*WHAT THE EXERCISE ASKS:* Copy everything from the start of the listing down to the line containing "[242, 67, 319, 223]", swapping "cabinet door" for "cupboard door" and leaving all else as it is.

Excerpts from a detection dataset
/---

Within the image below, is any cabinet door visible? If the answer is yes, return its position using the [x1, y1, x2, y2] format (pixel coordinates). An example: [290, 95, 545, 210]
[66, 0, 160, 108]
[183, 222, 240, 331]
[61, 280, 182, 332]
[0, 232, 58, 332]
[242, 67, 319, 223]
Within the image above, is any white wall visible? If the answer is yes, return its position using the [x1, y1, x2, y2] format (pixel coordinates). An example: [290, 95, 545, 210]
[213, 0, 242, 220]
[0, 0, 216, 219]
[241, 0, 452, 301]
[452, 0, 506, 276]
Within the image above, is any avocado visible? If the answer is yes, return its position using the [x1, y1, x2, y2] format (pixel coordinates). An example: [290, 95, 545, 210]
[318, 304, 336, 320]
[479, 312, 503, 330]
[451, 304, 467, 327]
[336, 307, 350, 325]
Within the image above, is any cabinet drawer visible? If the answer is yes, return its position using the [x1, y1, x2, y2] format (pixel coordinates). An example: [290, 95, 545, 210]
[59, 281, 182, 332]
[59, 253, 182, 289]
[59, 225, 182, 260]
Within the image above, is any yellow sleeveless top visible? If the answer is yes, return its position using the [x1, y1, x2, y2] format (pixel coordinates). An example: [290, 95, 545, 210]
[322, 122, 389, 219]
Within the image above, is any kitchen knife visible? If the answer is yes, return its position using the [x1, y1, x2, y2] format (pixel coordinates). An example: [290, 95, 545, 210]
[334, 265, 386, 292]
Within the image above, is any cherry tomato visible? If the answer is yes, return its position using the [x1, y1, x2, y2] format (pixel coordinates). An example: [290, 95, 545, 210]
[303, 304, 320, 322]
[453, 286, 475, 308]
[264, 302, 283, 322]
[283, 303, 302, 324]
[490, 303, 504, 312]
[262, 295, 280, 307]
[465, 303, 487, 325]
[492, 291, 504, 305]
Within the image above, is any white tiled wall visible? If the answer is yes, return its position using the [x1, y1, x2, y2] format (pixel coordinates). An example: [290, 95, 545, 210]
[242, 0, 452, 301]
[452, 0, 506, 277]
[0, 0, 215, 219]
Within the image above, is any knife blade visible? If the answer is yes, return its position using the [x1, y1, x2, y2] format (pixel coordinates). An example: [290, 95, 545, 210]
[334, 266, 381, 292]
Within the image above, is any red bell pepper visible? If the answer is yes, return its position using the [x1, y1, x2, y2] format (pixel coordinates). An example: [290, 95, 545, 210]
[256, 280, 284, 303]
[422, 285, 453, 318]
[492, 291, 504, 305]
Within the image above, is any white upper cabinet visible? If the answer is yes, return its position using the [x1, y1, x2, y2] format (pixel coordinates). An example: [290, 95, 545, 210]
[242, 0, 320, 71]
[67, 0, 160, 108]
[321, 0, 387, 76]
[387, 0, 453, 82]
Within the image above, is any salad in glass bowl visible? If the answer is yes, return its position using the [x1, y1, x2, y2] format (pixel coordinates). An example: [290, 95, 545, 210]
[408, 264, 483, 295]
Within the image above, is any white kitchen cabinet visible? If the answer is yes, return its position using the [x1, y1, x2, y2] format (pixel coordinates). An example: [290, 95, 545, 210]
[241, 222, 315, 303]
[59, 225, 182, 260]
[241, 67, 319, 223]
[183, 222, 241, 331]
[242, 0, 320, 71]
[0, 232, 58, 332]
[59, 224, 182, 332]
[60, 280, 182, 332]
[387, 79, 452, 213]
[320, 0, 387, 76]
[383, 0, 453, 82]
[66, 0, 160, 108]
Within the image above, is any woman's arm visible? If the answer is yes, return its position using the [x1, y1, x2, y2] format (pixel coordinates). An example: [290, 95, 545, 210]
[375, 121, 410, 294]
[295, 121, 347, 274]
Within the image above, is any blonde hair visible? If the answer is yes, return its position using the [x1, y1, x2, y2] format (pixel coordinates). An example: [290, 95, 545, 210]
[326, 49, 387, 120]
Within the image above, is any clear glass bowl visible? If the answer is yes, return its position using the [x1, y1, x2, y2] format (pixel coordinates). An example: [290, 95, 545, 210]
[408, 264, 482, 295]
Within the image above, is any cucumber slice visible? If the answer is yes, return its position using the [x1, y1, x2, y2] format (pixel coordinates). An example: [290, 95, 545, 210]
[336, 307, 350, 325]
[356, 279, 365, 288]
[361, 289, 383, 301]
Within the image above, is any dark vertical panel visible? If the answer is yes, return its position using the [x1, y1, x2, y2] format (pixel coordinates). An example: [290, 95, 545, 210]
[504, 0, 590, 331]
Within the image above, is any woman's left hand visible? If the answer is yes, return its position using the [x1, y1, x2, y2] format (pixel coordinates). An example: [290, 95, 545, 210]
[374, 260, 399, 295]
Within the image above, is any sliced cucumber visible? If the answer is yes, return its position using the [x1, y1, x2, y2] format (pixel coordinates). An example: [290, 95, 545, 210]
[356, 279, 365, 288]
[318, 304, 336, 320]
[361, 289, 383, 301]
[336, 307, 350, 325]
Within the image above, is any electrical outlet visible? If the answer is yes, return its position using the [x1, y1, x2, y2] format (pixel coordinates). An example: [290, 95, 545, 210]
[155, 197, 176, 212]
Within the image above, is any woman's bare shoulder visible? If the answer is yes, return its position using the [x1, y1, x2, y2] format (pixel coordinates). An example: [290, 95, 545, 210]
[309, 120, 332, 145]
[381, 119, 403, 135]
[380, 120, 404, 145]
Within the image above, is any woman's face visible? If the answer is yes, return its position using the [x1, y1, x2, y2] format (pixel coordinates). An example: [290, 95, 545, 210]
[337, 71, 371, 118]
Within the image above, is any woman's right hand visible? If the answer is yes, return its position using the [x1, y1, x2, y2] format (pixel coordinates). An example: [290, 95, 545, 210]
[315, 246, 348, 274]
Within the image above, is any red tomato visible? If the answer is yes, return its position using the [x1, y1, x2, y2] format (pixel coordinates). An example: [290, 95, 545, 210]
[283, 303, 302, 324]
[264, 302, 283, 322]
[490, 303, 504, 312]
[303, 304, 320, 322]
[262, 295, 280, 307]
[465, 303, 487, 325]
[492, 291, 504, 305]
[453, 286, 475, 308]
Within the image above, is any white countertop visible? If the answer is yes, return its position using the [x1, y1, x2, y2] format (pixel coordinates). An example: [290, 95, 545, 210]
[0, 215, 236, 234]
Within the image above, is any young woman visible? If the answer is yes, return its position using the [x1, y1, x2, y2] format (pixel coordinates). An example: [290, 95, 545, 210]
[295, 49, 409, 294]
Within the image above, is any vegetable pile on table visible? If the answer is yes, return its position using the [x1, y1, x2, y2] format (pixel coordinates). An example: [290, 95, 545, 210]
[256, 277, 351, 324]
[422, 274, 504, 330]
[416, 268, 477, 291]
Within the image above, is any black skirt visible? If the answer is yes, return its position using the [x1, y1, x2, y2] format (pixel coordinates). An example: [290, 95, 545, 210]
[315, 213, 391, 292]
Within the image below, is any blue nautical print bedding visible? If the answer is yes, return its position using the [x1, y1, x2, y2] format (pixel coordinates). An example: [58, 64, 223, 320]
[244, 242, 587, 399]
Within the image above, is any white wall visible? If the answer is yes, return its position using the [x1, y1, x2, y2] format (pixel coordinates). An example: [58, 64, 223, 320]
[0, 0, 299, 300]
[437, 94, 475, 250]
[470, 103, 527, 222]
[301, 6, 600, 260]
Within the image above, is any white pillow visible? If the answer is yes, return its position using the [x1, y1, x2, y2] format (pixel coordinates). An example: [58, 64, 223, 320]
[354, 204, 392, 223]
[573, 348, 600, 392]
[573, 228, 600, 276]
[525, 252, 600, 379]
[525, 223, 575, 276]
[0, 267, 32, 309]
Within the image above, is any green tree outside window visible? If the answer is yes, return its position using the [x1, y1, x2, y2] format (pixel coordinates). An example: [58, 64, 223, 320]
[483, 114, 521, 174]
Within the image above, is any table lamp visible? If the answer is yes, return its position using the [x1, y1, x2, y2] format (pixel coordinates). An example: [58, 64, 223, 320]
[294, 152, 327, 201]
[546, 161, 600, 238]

\---

*FINAL RESULT:*
Within the image below, is any cupboard door visible? If the answer is yes, return its position using the [x1, y1, x2, y2] format (pixel coordinates). An example: [290, 95, 545, 210]
[66, 0, 160, 108]
[183, 222, 240, 331]
[61, 280, 182, 332]
[0, 232, 58, 332]
[242, 67, 319, 223]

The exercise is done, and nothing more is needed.